Entries drawn from a collection
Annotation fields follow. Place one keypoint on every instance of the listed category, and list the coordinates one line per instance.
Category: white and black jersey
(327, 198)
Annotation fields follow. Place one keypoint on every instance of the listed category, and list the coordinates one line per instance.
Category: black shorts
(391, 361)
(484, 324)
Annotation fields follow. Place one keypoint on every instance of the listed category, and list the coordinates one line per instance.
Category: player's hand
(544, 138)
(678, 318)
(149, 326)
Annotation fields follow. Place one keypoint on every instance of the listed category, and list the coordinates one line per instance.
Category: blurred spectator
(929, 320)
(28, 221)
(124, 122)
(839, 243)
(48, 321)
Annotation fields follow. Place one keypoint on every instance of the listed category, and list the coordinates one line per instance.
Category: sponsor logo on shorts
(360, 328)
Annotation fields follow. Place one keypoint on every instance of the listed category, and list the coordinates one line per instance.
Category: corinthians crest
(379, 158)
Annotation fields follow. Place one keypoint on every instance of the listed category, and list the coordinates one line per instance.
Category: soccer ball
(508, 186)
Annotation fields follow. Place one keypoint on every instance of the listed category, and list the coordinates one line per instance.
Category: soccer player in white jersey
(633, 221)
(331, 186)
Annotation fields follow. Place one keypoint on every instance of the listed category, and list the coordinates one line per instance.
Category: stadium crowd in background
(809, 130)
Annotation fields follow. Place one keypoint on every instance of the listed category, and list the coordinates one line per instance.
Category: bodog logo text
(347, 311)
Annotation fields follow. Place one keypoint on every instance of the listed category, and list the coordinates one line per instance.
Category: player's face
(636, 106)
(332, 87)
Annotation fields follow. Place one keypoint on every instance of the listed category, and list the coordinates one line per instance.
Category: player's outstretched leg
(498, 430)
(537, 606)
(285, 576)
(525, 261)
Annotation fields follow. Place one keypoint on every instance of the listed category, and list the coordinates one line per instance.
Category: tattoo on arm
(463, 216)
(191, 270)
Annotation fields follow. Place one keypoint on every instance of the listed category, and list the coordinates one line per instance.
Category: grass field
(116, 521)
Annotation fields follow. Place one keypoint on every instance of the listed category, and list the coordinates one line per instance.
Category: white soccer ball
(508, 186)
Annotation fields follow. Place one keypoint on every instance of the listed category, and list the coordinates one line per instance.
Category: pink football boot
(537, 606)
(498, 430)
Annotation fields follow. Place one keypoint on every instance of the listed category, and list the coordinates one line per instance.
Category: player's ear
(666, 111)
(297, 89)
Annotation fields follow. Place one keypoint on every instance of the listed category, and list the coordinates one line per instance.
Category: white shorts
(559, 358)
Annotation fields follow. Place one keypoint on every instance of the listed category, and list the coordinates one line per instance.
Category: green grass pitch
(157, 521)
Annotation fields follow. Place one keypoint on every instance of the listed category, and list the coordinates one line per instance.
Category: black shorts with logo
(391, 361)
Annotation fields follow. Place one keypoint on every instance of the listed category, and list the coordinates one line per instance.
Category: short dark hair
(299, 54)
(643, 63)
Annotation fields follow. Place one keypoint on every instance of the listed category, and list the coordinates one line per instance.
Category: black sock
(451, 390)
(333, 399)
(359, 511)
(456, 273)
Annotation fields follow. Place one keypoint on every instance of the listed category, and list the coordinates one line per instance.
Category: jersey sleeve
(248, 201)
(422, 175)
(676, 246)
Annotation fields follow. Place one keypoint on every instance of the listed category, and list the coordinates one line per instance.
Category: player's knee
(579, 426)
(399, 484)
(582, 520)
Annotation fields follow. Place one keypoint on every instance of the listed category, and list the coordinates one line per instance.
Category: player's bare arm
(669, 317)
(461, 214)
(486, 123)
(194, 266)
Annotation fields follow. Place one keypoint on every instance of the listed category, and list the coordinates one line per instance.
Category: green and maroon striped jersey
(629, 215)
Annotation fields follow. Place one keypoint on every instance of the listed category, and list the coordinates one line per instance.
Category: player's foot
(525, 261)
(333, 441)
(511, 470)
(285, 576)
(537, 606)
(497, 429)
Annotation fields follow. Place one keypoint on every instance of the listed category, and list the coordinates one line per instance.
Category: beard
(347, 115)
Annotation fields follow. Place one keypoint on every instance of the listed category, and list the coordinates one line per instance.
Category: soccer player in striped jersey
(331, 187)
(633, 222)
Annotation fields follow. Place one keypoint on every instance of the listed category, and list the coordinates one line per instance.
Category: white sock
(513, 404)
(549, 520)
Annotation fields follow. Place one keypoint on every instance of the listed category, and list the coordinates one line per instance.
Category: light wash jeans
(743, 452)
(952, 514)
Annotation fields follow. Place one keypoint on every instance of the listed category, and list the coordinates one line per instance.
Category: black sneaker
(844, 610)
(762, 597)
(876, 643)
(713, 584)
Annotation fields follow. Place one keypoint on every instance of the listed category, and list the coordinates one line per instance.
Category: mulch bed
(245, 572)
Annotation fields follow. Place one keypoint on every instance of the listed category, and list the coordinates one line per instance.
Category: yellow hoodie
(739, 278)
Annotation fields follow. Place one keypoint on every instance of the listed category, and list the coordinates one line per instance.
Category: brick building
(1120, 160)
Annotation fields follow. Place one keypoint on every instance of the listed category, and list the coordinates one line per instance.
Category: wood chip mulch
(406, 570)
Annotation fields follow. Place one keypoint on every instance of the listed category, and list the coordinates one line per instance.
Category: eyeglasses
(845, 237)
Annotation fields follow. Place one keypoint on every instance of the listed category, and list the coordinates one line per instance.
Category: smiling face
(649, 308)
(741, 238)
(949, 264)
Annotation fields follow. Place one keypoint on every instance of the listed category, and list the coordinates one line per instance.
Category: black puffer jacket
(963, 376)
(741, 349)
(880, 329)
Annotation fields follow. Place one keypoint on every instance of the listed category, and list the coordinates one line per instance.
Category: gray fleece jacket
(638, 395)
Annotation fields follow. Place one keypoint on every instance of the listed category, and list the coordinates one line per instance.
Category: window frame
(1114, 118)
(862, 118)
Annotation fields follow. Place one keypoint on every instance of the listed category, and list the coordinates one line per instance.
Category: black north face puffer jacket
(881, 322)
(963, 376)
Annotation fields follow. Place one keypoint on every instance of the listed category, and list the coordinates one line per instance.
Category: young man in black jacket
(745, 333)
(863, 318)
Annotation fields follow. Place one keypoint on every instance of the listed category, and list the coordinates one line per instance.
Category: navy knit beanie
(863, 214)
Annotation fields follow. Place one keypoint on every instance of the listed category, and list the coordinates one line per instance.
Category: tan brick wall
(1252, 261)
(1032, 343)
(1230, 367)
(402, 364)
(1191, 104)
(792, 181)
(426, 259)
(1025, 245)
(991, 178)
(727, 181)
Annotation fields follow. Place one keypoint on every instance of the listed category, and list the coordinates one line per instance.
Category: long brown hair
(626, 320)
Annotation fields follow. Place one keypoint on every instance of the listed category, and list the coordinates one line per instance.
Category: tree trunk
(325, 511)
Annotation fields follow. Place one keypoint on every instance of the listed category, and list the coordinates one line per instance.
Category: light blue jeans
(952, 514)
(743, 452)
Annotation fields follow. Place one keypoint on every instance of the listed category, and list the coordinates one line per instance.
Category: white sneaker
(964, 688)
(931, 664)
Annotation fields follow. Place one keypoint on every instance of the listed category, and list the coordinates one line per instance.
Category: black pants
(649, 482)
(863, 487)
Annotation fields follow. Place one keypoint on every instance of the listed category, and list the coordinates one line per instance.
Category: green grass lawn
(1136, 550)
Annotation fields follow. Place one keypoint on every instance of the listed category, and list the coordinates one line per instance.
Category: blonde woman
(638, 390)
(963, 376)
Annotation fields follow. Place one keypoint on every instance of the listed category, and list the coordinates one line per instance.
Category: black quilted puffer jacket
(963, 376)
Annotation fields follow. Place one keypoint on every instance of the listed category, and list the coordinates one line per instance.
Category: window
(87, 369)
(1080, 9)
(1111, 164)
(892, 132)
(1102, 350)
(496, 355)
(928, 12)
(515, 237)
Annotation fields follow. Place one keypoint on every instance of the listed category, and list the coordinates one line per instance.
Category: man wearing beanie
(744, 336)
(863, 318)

## Requirements
Locate every line in the records above that contains the string "brick", and copy each one. Case counts.

## Result of the exercise
Category: brick building
Category: tan brick wall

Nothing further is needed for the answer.